• _FRAGMENTO DEL TEXTO_
Se trataba de una psicóloga clínica de poco más de 50 años que hacía 6 que había sido diagnosticada de un cáncer de pulmón, que no era de célula pequeña, en estadiaje 4. La paciente recibió tratamiento quirúrgico, quimioterápico y radioterápico, y con cada nueva recidiva, que tuvo unas cuantas, el oncólogo siempre tenía a punto un nuevo tratamiento, que afortunadamente funcionaba. Con todo ello, la paciente pudo mantener su ajetreada actividad profesional y su expectativa era conseguir revertir la sentencia de muerte por una enfermedad crónica.
El problema de esta paciente era que, con el tiempo, se había dado cuenta de que esta era una especie de conversación que no podía tener con su oncólogo. El hombre era incapaz de afrontar preguntas del tipo "¿Y si las cosas se tuercen?". Y aún peor, cada vez que la paciente le agobiaba con preguntas de este tipo, la reacción del médico era sorprender con un nuevo tratamiento. "Ya verá cómo éste irá bien, y así no será necesario que piense tanto".
El proceso clínico de mi nueva paciente se mantuvo estable durante el año siguiente, hasta que comenzó a tener dificultades para concentrarse en el trabajo. Entonces descubrimos que había desarrollado una metástasis cerebral y, de acuerdo con el oncólogo, le prescribí corticoides, con el fin de reducir la inflamación alrededor del nuevo tumor, y un psicoestimulante para mejorar su estado de humor. Con ello, la paciente pudo mantener una cierta actividad profesional, aunque un poco más reducida. Hasta que al cabo de unos meses, ese tratamiento paliativo ya no fue suficiente y los síntomas neurológicos empeoraron. Entonces el oncólogo se sacó un nuevo conejo de la chistera con una pauta de quimioterapia intratecal, lo que me forzó a llamarle: "¿Dónde quieres ir a parar con esto?" En el otro lado del hilo se hizo un silencio, hasta que terminó admitiendo que ya no sabía qué hacer con aquella paciente y que se había visto moralmente obligado a poner algo en la mesa porque no quería que ella pensara que tiraba la toalla.

• _QUÉ HACER_
A) Según el texto, ¿cuántos años hacía que habían diagnosticado el cáncer de pulmón a la paciente?
B) Reescribe el texto desde "Se trataba de" hasta "una enfermedad crónica.", cambiando "ajetreada" por "intensa".
Las líneas que vienen a continuación son un material independiente del texto.

• _LÍNEAS PROPORCIONADAS_
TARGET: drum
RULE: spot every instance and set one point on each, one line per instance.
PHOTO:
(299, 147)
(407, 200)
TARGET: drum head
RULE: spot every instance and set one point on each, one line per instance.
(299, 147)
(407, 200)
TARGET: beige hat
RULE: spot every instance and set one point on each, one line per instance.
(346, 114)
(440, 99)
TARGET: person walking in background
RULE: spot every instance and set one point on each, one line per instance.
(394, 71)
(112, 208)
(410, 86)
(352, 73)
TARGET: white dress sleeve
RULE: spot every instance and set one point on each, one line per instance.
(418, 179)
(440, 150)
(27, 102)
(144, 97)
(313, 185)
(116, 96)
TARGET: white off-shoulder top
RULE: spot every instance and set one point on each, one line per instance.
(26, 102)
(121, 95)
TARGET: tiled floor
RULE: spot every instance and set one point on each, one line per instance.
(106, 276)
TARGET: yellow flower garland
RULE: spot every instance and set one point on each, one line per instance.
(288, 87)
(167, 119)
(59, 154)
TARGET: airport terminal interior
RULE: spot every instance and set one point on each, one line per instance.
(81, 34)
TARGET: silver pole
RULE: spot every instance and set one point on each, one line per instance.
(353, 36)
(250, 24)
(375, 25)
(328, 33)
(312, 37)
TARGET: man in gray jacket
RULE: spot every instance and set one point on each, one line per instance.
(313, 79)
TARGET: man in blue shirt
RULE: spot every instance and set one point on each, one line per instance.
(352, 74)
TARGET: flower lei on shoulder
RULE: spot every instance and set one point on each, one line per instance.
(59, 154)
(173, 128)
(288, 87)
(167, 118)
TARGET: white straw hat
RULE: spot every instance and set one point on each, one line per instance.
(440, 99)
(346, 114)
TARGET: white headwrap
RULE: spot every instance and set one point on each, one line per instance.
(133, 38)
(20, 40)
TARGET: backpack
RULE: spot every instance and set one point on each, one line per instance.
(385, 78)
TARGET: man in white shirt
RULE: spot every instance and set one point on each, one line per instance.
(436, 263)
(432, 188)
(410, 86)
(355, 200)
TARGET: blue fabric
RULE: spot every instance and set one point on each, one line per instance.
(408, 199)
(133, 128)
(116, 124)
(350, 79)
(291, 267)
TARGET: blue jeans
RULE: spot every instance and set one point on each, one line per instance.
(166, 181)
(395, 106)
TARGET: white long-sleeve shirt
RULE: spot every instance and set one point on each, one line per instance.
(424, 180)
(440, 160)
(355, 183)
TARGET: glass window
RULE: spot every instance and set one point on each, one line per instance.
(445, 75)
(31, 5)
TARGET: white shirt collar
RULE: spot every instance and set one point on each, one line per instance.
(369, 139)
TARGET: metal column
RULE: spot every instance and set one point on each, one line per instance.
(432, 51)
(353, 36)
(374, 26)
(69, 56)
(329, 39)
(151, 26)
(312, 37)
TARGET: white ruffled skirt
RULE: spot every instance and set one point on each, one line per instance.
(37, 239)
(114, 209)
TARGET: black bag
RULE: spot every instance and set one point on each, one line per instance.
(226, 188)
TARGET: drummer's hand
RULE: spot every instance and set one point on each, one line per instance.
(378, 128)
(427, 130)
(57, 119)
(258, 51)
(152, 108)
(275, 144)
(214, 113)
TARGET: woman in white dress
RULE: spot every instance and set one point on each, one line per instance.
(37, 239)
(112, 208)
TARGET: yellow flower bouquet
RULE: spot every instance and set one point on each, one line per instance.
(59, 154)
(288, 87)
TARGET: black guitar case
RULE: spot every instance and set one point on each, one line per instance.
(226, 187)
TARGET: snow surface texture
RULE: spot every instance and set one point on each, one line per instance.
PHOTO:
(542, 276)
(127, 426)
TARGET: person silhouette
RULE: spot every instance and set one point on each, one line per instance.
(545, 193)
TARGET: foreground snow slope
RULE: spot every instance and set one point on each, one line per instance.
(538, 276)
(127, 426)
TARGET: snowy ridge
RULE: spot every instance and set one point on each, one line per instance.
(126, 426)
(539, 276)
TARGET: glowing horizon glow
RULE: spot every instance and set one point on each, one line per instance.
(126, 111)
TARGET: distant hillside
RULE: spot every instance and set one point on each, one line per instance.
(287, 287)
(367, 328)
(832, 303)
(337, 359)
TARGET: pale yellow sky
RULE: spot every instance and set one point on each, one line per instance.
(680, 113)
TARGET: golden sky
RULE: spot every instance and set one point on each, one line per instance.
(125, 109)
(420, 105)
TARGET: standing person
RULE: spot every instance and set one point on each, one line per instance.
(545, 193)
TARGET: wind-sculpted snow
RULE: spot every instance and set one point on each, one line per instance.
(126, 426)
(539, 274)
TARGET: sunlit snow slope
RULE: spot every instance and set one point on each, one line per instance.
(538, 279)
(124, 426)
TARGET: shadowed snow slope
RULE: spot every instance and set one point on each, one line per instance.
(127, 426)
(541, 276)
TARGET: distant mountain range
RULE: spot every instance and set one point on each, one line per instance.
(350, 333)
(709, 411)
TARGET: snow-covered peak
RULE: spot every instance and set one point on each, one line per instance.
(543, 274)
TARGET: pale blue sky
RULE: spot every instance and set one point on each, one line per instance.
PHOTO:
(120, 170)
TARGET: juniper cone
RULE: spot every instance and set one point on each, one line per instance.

• _SOLUCIONES_
A) Seis años.

B)
Se trataba de una psicóloga clínica de poco más de 50 años que hacía 6 que había sido diagnosticada de un cáncer de pulmón, que no era de célula pequeña, en estadiaje 4. La paciente recibió tratamiento quirúrgico, quimioterápico y radioterápico, y con cada nueva recidiva, que tuvo unas cuantas, el oncólogo siempre tenía a punto un nuevo tratamiento, que afortunadamente funcionaba. Con todo ello, la paciente pudo mantener su intensa actividad profesional y su expectativa era conseguir revertir la sentencia de muerte por una enfermedad crónica.